## Document passage
---------------

Recently a species has been discovered in Bhutan and southeast Tibet called A. micrantha.  It is a clustering species, forming multiple trunks and growing to a modest height, but nevertheless impressive.  Its hardiness is not yet known in cultivation, but it ought to be somewhat hardy since it experiences frosts down to -6°C/21°F in its native habitat.  Because of its clustering habit, it is possible that this palm could recover from the base if the entire top froze, which would be advantageous in places that experience many consecutive mild winters between hard freezes.  It should be tried in sheltered microclimates in the Pacific Northwest.

---------------

## Provided records

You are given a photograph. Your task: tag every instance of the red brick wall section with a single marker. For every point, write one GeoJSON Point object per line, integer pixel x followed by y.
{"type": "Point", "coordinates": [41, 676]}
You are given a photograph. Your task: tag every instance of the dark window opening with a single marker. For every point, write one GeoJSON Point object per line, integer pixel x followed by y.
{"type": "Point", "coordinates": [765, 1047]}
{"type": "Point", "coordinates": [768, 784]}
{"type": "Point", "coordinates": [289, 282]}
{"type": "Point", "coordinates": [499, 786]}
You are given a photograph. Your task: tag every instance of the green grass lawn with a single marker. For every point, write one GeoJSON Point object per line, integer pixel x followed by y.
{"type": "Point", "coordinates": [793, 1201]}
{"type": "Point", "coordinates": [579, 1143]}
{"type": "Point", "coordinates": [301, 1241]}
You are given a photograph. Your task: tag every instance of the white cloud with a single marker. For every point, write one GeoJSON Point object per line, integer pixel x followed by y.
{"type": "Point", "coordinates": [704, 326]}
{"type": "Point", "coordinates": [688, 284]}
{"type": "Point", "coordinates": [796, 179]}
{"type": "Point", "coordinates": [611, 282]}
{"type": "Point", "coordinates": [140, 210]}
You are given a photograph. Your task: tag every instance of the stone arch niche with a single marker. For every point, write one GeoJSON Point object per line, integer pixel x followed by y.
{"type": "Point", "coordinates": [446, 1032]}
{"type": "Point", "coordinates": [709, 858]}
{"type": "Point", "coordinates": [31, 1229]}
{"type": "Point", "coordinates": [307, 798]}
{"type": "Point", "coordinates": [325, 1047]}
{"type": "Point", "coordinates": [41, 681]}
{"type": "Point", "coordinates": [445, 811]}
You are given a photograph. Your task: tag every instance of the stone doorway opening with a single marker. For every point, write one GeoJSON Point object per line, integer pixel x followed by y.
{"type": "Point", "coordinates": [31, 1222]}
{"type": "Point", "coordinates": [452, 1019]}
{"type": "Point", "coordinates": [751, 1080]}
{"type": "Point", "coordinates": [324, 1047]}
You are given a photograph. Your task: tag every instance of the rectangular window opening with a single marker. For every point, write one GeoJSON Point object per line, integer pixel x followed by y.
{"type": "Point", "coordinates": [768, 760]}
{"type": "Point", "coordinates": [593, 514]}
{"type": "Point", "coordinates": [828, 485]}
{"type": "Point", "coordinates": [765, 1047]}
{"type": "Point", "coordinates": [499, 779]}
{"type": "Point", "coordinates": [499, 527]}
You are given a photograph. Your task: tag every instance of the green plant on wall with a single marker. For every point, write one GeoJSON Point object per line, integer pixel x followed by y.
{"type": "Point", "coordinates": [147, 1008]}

---------------

## Objectives
[1] Which geographic places are named in the passage on the palm A. micrantha?
[2] Could you write the next few sentences of the passage on the palm A. micrantha, continuing after its last sentence?

## Responses for each task
[1] Bhutan, southeast Tibet, Pacific Northwest

[2]
A general comment on Arengas can be made that the species which have been tested in cultivation are somewhat hardier and more cool-tolerant than might be expected based upon where they are native.  Considering A. micrantha, this could mean that A. micrantha also shares this characteristic and is going to be quite hardy, or it could mean that A. micrantha is the one species that grows at the climatic limit for this genus and is not much hardier than A. engleri.  Only time will tell.  The recent discovery of A. micrantha also suggests that there may be more Arenga species that have not been discovered yet in Asia - who knows, there may be one that is even more cold hardy?

Arenga seed requires heat above room temperature to germinate well.  Seedlings are extremely succeptible to spider mites, and should not be kept in a dry environment for long periods without very careful attention.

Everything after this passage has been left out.